• Task description: Copy the listing below with "occurrence" substituted for each "instance", leaving every other character unchanged.

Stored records

------------------------

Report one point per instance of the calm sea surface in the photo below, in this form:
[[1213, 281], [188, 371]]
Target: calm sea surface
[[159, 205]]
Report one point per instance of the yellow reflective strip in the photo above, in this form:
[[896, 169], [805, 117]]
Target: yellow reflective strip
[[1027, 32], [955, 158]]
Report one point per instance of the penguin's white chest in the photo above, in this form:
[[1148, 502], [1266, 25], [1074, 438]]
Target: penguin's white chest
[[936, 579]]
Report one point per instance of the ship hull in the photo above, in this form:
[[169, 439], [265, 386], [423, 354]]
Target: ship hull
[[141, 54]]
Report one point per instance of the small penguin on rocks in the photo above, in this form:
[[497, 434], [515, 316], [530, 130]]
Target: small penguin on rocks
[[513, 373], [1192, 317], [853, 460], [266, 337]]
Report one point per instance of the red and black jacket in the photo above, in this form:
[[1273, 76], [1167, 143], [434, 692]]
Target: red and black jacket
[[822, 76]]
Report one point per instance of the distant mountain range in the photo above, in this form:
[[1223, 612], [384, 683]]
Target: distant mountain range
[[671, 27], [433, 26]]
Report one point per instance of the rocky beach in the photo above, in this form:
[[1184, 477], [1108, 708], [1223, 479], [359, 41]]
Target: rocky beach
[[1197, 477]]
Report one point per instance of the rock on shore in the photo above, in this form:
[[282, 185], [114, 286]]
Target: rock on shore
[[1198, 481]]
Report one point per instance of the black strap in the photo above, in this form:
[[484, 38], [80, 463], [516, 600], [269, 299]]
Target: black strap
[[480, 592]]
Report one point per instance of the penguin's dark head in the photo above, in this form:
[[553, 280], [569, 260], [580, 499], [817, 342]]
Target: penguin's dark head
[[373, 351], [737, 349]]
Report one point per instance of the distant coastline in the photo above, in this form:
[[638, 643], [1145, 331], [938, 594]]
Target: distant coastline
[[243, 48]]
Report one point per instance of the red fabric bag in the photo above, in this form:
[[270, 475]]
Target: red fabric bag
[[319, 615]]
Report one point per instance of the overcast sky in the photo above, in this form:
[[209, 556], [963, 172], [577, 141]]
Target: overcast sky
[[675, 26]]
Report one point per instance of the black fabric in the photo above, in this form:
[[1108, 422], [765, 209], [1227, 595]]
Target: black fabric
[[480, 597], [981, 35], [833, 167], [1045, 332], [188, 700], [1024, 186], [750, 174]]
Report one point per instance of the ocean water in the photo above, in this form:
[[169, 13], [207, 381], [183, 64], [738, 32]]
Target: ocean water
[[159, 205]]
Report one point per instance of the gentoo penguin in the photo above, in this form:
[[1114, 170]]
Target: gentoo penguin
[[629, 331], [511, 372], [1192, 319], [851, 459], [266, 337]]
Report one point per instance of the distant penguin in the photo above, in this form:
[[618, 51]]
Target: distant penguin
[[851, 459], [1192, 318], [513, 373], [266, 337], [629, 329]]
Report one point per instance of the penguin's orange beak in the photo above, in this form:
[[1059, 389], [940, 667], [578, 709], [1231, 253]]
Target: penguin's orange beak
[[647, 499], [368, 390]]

------------------------

• Solution to the exercise:
Report one point per occurrence of the calm sea surface in the photo below, in this form:
[[1213, 281], [188, 371]]
Target: calm sea surface
[[159, 205]]
Report one point per occurrence of the yellow reflective strip in the photo above, in this form:
[[896, 169], [805, 117]]
Target: yellow reflective strip
[[1027, 32], [955, 158]]
Report one point per occurrence of the penguin's white chest in the photo above, in this form:
[[1148, 502], [1266, 25], [1074, 438]]
Target: penguin's white chest
[[936, 579]]
Report one point per occurrence of the ship hull in the photo above, in this form:
[[169, 439], [265, 386], [423, 354]]
Target: ship hull
[[141, 54]]
Report one point per occurrence of the small penguin on rocks in the photo above, in this form:
[[497, 434], [515, 316], [530, 130]]
Target: small penguin on rocks
[[513, 373], [1192, 317], [853, 460], [266, 337]]
Report one point per occurrence of the red and black jacket in the photo above, in this form:
[[1273, 76], [1167, 143], [434, 692]]
Target: red and black jacket
[[822, 76]]
Report one point per occurrence of the distant mountain range in the photo above, in this form:
[[1223, 612], [384, 683]]
Target: distant mountain range
[[671, 27], [433, 26]]
Report one point per occurrence of the rocky beach in the photo above, in this form:
[[1184, 477], [1108, 708], [1223, 479], [359, 41]]
Target: rocky beach
[[1197, 477]]
Report one point per occurrence of the rock on shore in the photo above, in this form:
[[282, 185], [114, 286]]
Target: rock on shore
[[1198, 481]]
Report one point per occurrence of the black strap in the photo above, in this form:
[[484, 38], [80, 463], [516, 600], [269, 299]]
Target: black strap
[[480, 592]]
Report one point per occurrence of the penguin's dark head in the photo above, in this form:
[[553, 280], [569, 260], [580, 499], [817, 342]]
Target: penguin's dark head
[[373, 351], [737, 349]]
Report one point per occurrence of the distant coastline in the photo above, in this form:
[[638, 643], [1145, 331], [938, 594]]
Target: distant coastline
[[243, 48]]
Report one point per occurrence of the red fabric bag in the photo above, in this form:
[[270, 475]]
Target: red fabric bag
[[319, 615]]
Report one point per occurrence of the overcast sky in the photo above, in this form:
[[209, 556], [963, 172], [577, 141]]
Target: overcast sky
[[675, 26]]
Report one point per occurrence of the black fabric in the photo above, in this form:
[[1108, 422], [765, 209], [1227, 595]]
Target: black fabric
[[480, 597], [981, 35], [833, 167], [1045, 332], [188, 700], [1024, 186], [750, 174]]
Report one point per occurrence of the ocean water in the photo above, in this form:
[[169, 13], [207, 381], [183, 64], [738, 32]]
Target: ocean water
[[159, 205]]
Report one point per occurrence of the gentoo penguin in the photo above, in this form:
[[1114, 170]]
Target: gentoo penguin
[[629, 331], [511, 372], [1192, 319], [851, 459], [266, 337]]
Report one point per occurrence of the distant penguin in the photo above, in this form:
[[618, 51]]
Target: distant penguin
[[851, 459], [1192, 318], [513, 373], [266, 337], [629, 329]]
Report one point per occurrence of the penguin's orange beak in the photo above, in this form:
[[1059, 389], [940, 667], [578, 709], [1231, 253]]
Target: penguin's orange beak
[[647, 499], [368, 390]]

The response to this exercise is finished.